Working data:
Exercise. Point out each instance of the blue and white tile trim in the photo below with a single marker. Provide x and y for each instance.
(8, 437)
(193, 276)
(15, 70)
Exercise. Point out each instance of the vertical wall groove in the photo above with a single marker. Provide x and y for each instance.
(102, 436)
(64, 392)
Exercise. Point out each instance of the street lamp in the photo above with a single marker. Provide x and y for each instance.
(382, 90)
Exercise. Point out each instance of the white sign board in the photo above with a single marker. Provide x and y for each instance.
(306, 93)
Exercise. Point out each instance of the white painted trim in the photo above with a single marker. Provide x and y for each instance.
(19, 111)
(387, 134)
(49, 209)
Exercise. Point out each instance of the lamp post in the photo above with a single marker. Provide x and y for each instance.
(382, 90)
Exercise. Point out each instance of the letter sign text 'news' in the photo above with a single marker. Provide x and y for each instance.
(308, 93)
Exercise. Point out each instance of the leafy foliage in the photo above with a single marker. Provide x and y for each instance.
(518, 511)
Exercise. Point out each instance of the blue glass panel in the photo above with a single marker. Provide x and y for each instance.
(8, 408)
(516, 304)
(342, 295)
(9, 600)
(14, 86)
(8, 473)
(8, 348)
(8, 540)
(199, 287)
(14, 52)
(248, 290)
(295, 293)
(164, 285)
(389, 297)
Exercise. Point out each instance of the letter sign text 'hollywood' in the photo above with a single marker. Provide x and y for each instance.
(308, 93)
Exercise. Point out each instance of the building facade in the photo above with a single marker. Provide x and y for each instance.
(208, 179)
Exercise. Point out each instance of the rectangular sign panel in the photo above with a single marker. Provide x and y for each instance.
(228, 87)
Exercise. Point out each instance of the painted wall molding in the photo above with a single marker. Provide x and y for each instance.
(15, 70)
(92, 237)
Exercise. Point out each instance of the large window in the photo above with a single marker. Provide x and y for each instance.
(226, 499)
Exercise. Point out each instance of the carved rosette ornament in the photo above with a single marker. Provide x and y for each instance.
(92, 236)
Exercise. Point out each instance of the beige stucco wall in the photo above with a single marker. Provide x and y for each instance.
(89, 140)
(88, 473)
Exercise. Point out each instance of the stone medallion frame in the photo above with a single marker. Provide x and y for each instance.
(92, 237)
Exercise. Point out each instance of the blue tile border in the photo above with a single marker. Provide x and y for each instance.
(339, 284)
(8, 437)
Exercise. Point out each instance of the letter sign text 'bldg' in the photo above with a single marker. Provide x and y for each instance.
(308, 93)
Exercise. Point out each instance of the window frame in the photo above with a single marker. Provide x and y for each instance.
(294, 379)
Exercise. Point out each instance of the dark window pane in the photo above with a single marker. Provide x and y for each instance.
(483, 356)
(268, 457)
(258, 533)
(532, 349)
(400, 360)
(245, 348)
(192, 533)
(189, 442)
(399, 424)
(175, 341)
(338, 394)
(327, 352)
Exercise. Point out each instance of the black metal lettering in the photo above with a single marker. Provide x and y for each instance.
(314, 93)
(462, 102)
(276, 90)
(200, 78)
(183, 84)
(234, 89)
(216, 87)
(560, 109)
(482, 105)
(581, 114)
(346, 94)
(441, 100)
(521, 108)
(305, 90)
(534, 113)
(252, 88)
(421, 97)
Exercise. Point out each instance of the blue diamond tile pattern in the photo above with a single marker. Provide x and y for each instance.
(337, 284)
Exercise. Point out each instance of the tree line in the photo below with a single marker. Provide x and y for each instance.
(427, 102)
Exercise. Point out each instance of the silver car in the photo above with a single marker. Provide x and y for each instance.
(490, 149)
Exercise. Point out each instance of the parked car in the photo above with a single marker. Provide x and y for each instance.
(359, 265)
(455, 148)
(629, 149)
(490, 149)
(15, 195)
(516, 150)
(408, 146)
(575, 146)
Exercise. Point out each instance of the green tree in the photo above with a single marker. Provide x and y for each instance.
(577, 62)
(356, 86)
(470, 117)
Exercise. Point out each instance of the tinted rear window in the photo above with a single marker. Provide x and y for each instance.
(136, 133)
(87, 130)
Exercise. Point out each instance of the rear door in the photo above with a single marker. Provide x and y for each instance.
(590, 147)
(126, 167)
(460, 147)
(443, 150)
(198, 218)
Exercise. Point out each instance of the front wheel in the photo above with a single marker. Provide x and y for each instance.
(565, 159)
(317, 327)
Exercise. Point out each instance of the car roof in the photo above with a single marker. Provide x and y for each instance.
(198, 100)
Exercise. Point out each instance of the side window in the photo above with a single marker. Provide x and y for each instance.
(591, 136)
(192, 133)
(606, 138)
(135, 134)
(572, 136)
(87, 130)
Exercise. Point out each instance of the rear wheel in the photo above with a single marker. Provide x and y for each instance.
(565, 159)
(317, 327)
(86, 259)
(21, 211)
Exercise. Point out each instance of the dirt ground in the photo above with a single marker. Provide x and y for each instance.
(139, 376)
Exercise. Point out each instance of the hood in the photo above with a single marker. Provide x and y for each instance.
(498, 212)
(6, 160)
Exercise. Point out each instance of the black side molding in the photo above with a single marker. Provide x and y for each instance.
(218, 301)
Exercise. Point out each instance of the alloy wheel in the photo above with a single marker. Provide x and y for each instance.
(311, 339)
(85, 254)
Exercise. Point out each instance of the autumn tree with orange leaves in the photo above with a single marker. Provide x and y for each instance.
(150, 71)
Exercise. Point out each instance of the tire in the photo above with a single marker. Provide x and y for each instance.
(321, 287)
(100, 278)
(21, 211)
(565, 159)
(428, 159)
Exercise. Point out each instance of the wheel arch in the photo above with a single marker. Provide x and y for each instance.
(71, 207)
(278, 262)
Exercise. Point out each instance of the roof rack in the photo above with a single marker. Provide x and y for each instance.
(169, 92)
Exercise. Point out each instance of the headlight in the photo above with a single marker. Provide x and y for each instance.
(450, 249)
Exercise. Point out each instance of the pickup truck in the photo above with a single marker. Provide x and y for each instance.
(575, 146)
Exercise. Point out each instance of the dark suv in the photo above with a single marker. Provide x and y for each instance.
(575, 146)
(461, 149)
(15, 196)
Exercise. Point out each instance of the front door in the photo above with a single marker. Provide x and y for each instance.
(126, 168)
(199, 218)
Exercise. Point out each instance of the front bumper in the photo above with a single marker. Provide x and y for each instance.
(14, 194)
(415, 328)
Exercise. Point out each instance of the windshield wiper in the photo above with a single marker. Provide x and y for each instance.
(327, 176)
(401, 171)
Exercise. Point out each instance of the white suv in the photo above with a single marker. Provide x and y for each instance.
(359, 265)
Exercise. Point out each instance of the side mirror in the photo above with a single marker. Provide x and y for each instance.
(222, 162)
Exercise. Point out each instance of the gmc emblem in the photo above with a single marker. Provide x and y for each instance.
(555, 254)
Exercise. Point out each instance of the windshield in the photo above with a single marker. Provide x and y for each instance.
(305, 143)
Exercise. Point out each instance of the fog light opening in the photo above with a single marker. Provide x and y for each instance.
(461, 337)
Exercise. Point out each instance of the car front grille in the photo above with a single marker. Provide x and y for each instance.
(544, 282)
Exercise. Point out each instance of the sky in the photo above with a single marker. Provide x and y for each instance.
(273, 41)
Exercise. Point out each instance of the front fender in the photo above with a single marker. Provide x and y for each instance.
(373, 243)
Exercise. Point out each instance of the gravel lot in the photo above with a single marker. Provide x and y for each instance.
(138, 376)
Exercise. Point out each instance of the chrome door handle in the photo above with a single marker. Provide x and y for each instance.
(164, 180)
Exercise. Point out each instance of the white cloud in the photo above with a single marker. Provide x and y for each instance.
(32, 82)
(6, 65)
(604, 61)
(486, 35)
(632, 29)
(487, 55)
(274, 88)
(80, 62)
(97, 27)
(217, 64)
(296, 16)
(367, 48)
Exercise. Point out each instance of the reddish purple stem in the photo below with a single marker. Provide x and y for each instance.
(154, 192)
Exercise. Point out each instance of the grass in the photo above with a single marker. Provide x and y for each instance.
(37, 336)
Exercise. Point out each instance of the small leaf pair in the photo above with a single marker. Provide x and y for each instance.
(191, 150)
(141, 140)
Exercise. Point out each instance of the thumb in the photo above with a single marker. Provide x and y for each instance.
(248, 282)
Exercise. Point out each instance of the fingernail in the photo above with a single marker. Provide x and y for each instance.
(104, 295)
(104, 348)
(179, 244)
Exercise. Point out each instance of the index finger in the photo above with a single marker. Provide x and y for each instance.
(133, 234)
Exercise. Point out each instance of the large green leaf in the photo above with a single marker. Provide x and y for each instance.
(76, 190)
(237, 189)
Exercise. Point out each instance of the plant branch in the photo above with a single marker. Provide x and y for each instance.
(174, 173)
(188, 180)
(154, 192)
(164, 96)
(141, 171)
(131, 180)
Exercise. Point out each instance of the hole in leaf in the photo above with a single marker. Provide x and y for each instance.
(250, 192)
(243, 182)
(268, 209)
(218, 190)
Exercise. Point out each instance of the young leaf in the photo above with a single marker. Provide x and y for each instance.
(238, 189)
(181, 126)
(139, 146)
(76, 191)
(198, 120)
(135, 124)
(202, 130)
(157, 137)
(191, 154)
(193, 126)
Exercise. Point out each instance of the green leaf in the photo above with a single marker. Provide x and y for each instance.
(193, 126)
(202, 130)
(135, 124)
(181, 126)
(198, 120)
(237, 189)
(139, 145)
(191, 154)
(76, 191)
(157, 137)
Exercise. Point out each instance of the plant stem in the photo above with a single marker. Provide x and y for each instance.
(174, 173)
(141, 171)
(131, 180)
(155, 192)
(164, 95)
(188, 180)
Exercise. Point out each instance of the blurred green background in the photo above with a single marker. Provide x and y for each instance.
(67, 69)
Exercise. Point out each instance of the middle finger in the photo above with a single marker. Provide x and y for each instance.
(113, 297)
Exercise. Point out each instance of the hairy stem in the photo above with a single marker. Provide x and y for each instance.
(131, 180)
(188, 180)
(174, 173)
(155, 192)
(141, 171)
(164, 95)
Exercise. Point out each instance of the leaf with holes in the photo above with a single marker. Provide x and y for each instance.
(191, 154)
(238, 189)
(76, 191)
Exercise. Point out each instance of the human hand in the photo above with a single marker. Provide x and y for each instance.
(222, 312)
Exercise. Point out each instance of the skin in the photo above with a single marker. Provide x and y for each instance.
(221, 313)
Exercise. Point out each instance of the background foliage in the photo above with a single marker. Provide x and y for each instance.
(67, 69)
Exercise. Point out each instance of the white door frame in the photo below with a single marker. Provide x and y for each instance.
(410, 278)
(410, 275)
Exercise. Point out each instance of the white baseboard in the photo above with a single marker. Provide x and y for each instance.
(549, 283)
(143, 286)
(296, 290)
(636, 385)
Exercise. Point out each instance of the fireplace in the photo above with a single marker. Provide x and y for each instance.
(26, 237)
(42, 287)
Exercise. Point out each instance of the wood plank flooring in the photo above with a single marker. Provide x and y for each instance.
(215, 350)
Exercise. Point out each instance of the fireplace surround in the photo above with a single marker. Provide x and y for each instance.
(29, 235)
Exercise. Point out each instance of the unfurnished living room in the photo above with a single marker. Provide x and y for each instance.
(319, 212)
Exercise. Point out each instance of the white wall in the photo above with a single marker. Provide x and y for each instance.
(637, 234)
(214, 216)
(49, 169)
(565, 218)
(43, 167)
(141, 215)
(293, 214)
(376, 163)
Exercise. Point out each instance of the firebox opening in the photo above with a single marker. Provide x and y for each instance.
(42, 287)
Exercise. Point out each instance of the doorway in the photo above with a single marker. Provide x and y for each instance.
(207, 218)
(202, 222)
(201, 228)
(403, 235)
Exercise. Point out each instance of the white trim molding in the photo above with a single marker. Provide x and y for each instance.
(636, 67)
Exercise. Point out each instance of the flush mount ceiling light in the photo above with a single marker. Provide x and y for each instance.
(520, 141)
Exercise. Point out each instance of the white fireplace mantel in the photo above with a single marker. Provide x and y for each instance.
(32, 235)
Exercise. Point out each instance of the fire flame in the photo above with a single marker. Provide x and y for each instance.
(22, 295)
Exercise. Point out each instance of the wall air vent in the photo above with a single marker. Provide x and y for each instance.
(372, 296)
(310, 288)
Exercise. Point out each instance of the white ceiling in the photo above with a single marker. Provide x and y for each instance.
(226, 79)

Exercise goal:
Rewrite every line from the line containing "Exercise. Point out each instance of the white fireplace" through the end of the records, scaling each x and y coordinate in the answers by 2.2 and rounding to whole numbers, with halves rounded up. Leave all other text unchanged.

Worked answer:
Exercise. Point out each instance of the white fireplace mantel in the photo above with a single marker. Provide x and y for each instance.
(70, 517)
Exercise. Point out each instance of the fire flame in the photo above with a single marker. Provide x and y for each instance.
(48, 649)
Exercise. Point out each instance of the wall air vent in the photo above with a single marker. Provide x and y for each instance.
(818, 651)
(682, 634)
Exercise. Point out each instance of the white ceiling in the photo above with a single marker. Provide x and y for each instance.
(497, 174)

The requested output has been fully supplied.